Pick out each line below that contains the word "negative", and copy those lines.
Data Block Start
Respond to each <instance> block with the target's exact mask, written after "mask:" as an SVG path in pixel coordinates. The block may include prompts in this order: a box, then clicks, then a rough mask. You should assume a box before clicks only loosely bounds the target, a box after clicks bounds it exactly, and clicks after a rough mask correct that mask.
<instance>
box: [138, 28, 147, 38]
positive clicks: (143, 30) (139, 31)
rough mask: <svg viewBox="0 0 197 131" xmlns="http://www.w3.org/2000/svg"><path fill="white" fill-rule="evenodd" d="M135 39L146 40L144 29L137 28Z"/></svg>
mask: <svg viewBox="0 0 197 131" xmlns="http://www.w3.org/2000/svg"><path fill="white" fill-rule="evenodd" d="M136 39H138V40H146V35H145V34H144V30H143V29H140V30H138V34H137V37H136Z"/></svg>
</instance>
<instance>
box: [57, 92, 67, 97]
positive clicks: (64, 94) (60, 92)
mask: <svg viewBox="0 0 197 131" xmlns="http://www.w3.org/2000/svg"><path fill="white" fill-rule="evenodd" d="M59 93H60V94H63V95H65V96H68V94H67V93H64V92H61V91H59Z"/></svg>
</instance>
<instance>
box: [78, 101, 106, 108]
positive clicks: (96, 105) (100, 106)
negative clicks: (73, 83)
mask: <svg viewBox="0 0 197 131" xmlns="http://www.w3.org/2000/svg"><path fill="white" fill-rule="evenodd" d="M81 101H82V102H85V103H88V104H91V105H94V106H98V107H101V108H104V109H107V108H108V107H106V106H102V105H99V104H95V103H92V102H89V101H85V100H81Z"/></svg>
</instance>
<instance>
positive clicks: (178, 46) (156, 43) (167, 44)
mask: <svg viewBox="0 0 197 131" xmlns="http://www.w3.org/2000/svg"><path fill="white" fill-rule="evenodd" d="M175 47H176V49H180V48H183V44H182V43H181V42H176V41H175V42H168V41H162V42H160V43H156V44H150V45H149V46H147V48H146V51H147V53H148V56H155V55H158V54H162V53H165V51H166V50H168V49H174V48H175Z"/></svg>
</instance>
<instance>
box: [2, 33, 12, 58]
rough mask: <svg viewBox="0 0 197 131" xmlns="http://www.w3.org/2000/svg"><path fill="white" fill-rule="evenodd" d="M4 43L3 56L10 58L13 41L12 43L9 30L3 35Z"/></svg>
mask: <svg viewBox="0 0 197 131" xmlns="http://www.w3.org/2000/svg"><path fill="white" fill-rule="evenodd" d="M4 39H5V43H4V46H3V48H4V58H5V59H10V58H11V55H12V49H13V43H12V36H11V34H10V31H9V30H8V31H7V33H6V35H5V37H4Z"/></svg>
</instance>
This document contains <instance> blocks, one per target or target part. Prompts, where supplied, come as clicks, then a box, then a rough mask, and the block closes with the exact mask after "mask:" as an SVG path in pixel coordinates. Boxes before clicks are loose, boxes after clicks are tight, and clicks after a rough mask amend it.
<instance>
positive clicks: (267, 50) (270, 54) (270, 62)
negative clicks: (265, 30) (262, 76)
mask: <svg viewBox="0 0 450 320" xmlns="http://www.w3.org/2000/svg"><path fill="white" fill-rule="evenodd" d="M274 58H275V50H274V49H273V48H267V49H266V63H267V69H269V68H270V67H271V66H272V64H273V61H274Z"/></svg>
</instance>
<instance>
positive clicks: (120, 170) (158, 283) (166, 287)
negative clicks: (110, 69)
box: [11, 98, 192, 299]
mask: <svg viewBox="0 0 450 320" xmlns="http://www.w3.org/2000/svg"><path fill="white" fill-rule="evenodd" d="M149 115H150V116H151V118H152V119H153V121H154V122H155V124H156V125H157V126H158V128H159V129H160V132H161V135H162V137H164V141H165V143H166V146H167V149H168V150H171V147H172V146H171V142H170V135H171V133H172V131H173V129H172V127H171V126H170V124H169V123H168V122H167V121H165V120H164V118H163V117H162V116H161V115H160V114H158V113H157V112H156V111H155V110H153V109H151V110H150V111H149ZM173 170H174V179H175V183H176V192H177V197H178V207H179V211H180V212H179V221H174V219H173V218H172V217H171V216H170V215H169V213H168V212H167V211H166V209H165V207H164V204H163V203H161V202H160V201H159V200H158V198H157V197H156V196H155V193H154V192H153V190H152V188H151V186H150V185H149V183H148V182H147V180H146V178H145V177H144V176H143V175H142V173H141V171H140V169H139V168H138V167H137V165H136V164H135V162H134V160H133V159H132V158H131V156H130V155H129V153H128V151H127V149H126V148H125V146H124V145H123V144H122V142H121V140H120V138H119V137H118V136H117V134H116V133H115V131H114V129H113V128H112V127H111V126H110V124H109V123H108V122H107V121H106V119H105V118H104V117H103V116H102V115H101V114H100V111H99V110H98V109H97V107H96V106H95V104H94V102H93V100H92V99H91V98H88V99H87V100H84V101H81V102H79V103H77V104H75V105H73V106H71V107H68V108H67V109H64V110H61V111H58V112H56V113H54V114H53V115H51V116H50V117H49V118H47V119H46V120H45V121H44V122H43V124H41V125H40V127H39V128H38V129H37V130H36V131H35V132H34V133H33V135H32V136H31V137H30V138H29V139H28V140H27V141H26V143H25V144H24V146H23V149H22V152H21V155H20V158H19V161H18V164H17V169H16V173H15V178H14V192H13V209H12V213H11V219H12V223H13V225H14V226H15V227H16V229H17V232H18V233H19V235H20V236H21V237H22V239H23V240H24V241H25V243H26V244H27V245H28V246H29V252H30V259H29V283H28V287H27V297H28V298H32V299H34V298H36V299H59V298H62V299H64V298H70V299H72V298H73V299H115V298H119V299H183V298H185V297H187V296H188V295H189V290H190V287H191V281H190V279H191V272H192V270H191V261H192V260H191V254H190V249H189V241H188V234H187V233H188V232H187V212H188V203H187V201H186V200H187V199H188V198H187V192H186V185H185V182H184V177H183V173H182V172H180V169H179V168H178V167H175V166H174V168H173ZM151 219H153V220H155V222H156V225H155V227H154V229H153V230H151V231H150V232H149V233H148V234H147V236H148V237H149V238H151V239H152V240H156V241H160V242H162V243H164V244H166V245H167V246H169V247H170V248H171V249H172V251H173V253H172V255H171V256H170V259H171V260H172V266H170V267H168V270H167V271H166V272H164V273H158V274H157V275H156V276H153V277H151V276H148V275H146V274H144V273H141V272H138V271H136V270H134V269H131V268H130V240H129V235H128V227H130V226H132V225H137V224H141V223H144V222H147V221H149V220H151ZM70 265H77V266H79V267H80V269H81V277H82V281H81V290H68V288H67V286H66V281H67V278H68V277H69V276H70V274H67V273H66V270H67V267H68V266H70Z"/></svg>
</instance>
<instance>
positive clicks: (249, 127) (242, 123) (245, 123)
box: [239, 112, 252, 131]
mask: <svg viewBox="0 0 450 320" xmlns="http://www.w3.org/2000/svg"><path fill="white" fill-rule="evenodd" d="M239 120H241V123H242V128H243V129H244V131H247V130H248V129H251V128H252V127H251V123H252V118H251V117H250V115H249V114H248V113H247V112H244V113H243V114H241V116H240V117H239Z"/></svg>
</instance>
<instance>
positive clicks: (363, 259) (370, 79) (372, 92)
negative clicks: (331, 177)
Data Block End
**Response box**.
negative clicks: (73, 83)
negative clicks: (265, 30) (262, 76)
negative clicks: (110, 69)
negative clicks: (331, 177)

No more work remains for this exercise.